**WHAT NEEDS TO BE DONE**
All lines from the one that has "Query: green vegetation" onward to the end of the records below are to be returned exactly; pictures are to be skipped.

BEGIN DATA SUPPLIED

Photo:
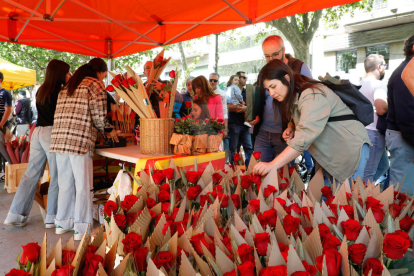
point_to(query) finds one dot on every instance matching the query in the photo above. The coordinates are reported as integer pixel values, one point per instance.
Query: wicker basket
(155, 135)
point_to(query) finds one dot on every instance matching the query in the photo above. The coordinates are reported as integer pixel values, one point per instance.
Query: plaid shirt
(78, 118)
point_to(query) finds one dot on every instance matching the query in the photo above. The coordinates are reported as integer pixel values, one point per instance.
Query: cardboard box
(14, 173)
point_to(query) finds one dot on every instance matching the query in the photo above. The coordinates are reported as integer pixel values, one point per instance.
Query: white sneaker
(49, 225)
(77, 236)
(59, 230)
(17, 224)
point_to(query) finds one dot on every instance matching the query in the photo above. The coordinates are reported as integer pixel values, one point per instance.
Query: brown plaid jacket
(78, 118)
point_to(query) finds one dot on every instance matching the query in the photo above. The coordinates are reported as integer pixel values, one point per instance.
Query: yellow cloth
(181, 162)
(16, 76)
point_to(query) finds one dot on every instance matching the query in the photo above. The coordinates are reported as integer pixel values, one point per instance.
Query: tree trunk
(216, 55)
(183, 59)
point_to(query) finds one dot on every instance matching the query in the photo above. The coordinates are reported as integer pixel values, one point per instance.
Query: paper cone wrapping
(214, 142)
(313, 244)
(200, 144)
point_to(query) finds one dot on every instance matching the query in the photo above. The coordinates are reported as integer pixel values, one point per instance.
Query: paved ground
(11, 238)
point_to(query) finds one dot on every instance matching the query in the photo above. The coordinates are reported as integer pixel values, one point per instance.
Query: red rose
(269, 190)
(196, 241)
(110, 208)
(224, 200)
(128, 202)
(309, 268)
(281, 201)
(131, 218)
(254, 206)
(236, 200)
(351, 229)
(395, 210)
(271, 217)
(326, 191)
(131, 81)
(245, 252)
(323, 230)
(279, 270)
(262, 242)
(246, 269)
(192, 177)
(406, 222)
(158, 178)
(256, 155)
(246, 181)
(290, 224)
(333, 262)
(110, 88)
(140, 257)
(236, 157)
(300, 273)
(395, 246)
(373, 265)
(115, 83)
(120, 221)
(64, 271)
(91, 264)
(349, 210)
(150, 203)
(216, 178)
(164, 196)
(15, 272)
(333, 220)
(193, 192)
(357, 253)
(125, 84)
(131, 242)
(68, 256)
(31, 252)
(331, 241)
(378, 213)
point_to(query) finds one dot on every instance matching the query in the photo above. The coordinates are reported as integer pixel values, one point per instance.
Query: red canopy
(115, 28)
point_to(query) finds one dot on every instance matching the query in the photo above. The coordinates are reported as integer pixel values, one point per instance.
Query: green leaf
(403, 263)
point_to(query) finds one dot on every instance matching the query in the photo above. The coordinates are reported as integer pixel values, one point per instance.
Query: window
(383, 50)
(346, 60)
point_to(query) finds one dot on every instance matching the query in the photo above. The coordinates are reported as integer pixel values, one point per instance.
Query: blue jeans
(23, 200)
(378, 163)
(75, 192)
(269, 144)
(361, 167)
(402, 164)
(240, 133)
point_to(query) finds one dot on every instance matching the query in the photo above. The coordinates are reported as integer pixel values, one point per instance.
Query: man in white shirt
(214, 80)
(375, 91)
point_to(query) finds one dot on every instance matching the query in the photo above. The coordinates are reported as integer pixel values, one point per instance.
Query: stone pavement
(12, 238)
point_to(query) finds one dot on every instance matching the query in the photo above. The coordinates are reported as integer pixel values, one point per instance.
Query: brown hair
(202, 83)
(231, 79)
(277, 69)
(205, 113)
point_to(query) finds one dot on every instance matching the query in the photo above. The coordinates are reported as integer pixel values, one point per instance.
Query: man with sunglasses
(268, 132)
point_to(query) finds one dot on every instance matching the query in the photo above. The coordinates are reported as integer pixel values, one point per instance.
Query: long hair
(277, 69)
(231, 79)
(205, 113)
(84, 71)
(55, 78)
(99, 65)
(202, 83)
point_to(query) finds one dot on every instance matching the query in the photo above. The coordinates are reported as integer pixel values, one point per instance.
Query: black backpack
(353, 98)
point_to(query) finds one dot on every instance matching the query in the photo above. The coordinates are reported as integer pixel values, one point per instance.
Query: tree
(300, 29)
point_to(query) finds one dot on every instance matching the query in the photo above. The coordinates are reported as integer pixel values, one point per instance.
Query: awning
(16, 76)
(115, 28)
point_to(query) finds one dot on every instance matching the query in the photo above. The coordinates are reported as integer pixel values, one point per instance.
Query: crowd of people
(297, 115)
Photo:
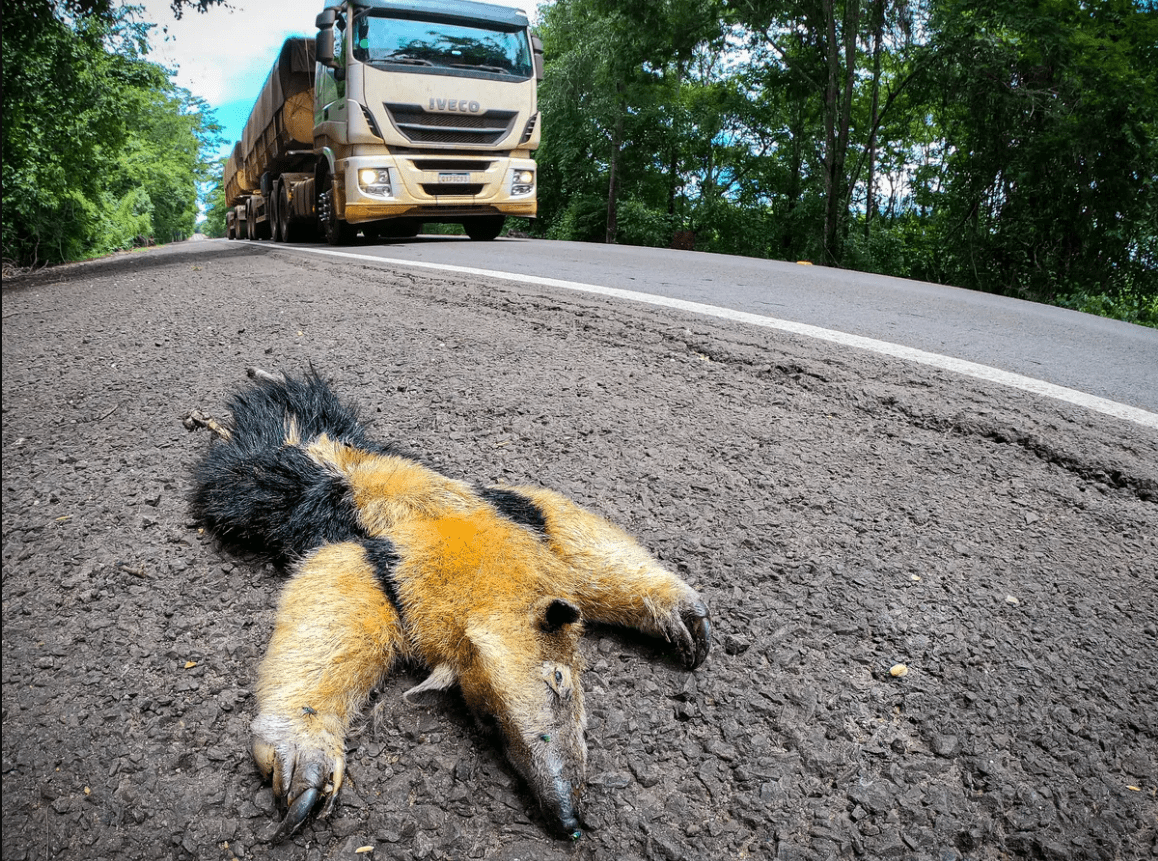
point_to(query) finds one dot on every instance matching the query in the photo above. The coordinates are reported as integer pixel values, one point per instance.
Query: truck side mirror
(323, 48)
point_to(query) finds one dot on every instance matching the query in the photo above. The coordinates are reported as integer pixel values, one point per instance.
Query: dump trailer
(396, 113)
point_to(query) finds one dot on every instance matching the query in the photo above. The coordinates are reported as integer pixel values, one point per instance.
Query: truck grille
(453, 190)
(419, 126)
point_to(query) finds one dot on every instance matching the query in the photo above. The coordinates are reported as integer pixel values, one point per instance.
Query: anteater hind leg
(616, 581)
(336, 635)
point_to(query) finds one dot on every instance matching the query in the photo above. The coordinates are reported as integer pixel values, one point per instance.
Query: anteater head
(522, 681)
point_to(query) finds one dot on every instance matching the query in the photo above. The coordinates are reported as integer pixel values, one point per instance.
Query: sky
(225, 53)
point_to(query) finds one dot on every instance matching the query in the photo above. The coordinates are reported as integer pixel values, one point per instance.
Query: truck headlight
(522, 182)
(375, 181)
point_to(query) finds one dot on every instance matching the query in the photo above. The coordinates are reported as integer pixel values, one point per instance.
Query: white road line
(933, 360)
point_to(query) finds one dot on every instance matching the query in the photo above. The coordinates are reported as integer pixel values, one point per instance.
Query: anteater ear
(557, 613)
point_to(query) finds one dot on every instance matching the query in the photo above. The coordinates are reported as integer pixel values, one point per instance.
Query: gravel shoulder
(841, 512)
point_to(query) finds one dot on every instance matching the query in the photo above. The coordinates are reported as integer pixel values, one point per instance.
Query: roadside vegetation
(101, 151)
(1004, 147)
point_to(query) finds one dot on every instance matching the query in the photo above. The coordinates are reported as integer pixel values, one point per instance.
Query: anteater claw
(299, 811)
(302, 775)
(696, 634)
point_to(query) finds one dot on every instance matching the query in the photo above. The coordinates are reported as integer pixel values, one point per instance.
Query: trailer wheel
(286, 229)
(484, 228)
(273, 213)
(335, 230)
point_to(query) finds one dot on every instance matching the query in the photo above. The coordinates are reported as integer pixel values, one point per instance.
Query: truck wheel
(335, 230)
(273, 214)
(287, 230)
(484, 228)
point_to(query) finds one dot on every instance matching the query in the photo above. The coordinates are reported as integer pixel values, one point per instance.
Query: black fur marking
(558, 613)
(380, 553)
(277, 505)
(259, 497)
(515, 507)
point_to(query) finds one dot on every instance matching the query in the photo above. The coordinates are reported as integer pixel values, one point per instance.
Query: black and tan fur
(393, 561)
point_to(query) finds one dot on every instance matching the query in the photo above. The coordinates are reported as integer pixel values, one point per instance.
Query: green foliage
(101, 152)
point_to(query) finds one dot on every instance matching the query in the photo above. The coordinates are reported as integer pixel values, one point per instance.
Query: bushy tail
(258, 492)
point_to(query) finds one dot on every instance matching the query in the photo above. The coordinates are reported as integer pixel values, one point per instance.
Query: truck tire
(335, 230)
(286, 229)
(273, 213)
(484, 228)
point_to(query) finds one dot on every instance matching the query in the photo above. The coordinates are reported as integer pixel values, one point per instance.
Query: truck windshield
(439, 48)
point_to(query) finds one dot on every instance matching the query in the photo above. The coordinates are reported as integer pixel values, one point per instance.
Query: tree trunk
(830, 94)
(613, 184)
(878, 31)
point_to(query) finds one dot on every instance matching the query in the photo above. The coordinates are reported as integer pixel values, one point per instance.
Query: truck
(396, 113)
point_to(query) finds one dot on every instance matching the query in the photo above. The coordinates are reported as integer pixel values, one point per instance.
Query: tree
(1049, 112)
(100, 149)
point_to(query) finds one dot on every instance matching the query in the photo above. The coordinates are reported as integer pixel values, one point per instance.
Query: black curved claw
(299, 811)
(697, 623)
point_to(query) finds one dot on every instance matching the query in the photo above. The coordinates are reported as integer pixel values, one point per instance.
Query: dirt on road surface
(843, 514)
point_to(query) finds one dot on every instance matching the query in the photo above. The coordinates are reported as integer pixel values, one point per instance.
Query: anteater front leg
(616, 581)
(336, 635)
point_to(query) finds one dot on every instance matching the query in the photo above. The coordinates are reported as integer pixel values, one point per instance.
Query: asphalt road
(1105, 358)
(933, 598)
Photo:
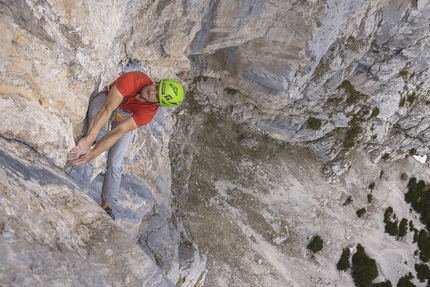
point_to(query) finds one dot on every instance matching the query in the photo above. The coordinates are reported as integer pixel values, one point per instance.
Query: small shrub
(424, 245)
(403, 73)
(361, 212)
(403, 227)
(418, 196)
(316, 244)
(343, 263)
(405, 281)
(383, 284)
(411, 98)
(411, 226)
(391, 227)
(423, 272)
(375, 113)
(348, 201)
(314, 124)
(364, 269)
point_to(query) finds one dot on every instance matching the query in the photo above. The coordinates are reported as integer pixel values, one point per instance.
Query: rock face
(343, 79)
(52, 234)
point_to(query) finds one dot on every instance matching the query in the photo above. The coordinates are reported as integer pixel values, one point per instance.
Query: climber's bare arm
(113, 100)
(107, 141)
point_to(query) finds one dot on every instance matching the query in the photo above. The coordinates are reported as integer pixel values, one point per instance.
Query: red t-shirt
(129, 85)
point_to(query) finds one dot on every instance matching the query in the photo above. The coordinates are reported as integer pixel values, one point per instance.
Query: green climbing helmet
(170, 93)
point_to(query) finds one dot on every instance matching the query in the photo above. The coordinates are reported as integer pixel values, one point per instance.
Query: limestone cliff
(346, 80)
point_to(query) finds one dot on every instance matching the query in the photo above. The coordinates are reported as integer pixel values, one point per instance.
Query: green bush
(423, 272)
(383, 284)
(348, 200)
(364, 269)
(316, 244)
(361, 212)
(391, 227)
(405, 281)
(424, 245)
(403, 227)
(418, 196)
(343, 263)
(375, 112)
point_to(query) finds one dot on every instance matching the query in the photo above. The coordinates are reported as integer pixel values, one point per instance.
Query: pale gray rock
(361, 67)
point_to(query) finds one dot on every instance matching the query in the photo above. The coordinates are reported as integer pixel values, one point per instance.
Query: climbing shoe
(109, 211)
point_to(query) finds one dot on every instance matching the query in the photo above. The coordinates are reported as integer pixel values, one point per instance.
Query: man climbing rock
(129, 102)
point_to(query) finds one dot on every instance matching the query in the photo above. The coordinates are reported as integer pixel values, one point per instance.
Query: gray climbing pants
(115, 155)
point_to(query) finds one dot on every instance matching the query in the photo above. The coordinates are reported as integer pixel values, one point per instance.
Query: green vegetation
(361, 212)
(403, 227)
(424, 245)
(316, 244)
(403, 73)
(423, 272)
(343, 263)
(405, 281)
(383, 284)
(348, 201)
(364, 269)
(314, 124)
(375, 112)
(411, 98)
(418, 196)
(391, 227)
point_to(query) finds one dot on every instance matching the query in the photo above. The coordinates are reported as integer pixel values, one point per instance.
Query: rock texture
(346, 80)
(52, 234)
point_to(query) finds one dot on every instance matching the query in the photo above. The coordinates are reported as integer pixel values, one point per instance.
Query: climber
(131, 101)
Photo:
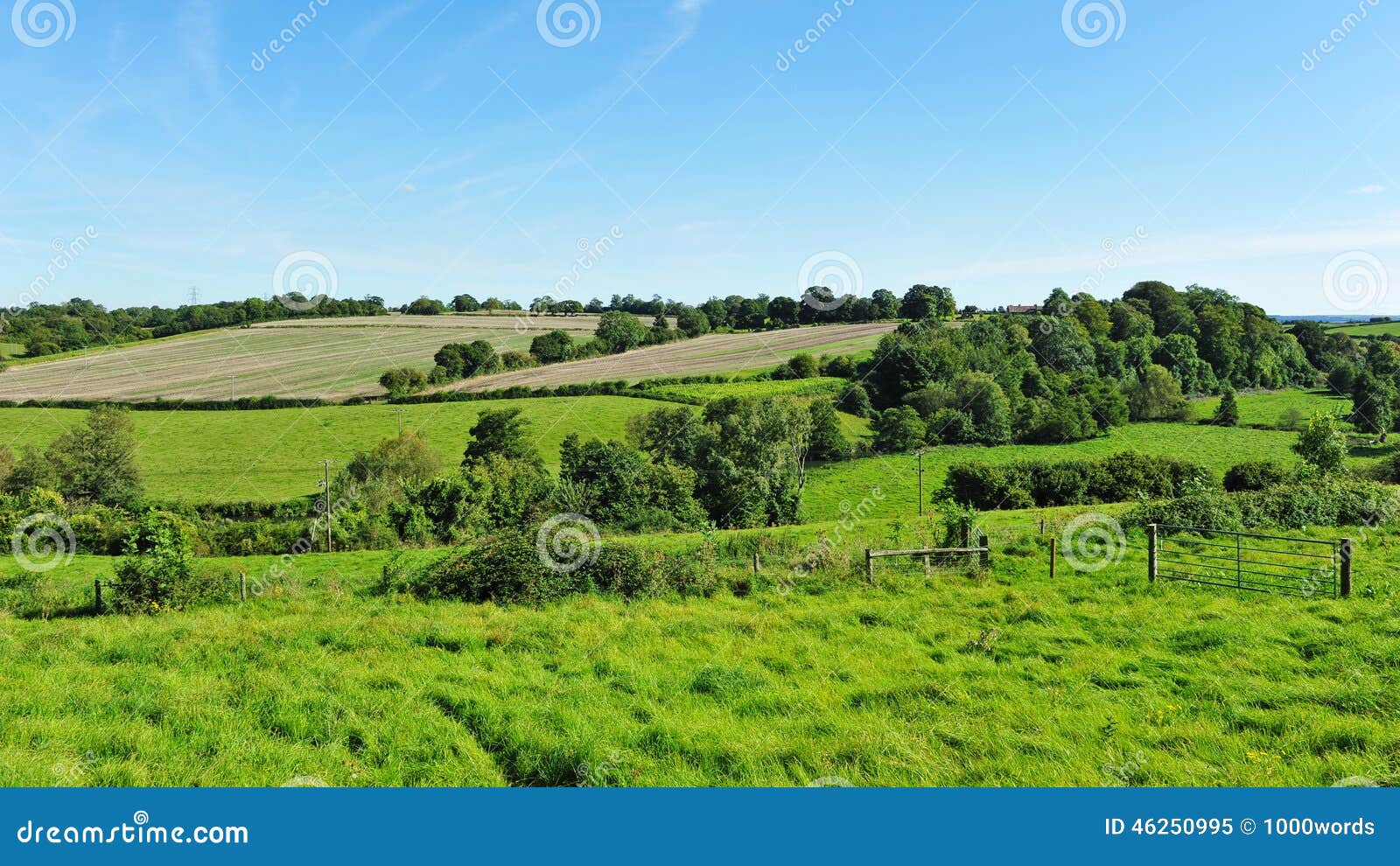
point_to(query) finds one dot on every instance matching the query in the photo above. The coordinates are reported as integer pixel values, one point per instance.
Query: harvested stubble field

END DATA SUPPLIED

**RESULT OF THE TASK**
Query: green vegetation
(361, 212)
(403, 227)
(424, 245)
(316, 244)
(403, 73)
(423, 272)
(343, 263)
(405, 281)
(383, 284)
(348, 201)
(364, 269)
(314, 124)
(375, 112)
(411, 98)
(418, 196)
(391, 227)
point_to(query) finds one dot on every instance matching the query in the photo above. The coordinates are reported as integer pixel values, one point per instance.
Query: rock texture
(346, 80)
(52, 234)
point_to(query) finds one dot on every instance matching the query in the photo above. The coordinates are reported as integer pixel values, one point per instance.
Query: climber
(131, 101)
Photo:
point_to(query) finds one dot on every instance matching the query in the photo above. The coordinates are reported as integer pixel values, one point per instance.
Query: harvested stubble field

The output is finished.